Excerpts of location labeling data:
----------
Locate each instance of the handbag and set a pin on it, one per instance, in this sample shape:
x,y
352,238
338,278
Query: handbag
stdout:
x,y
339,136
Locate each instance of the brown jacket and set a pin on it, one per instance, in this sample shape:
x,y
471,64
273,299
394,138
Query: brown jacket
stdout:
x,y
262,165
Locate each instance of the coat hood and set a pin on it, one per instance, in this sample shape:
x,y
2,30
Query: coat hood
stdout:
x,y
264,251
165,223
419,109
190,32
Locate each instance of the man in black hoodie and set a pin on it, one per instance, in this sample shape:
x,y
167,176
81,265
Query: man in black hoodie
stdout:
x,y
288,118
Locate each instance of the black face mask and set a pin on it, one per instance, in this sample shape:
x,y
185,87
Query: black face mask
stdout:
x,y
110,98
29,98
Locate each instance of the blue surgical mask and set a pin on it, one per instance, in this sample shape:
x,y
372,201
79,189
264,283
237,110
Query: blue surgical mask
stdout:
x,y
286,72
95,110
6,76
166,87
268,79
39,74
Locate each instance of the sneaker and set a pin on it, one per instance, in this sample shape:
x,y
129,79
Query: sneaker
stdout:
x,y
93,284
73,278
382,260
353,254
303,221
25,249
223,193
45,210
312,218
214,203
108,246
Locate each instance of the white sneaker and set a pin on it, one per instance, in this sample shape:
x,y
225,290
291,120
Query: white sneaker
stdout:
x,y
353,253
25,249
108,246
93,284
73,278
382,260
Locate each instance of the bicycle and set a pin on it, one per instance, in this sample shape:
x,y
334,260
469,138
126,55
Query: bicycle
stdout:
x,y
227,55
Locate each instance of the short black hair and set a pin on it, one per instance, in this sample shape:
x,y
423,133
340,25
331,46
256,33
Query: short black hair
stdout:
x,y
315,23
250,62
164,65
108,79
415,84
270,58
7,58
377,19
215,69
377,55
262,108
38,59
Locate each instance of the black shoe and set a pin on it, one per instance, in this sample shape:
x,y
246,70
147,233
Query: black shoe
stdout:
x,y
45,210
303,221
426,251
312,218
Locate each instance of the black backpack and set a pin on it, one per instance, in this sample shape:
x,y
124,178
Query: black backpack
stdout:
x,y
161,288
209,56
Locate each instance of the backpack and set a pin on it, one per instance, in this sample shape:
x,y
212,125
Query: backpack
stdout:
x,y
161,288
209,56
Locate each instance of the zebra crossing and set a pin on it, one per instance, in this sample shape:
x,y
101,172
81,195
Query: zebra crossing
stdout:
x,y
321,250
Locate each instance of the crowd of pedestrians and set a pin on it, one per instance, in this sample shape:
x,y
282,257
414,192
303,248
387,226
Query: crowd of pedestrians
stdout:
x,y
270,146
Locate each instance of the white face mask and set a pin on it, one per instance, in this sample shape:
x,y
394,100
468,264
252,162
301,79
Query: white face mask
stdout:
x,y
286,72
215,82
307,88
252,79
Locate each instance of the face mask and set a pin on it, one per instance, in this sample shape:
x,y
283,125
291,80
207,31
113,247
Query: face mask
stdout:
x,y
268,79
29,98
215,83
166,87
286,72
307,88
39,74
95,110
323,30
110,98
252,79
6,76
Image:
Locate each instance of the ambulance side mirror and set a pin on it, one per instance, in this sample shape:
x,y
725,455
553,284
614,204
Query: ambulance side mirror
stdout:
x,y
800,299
----------
Given exercise: Rewrite the data from the line containing "Locate each instance of the zebra" through the end of the data, substituting "example format" for "sample shape" and leaving everything else unchanged.

Solution for this exercise:
Locate each instance of the zebra crossing and set a pin on it, one per instance, in this example format:
x,y
101,172
81,195
Query: zebra crossing
stdout:
x,y
321,250
Locate each instance of the crowd of pedestrians and set a pin on it, one per instance, in this example format:
x,y
282,257
414,192
303,248
387,226
Query: crowd of pedestrians
stdout:
x,y
270,146
Locate each instance of the white face mask and set a pin on it, one per instance, in this example format:
x,y
394,100
468,264
252,162
301,79
Query: white face mask
stdout:
x,y
286,72
215,82
307,88
252,79
Locate each instance of the face mask and set a pin on it, one per instance, in this example format:
x,y
283,125
291,80
207,31
113,247
Query: face mask
stdout:
x,y
268,79
29,98
215,83
166,87
286,72
307,88
39,74
95,110
323,30
110,98
252,79
6,76
Image:
Locate each instance of the ambulance side mirror and set a pin on it, one per instance, in this example format:
x,y
725,455
553,284
614,204
Query: ambulance side mirror
stdout:
x,y
800,299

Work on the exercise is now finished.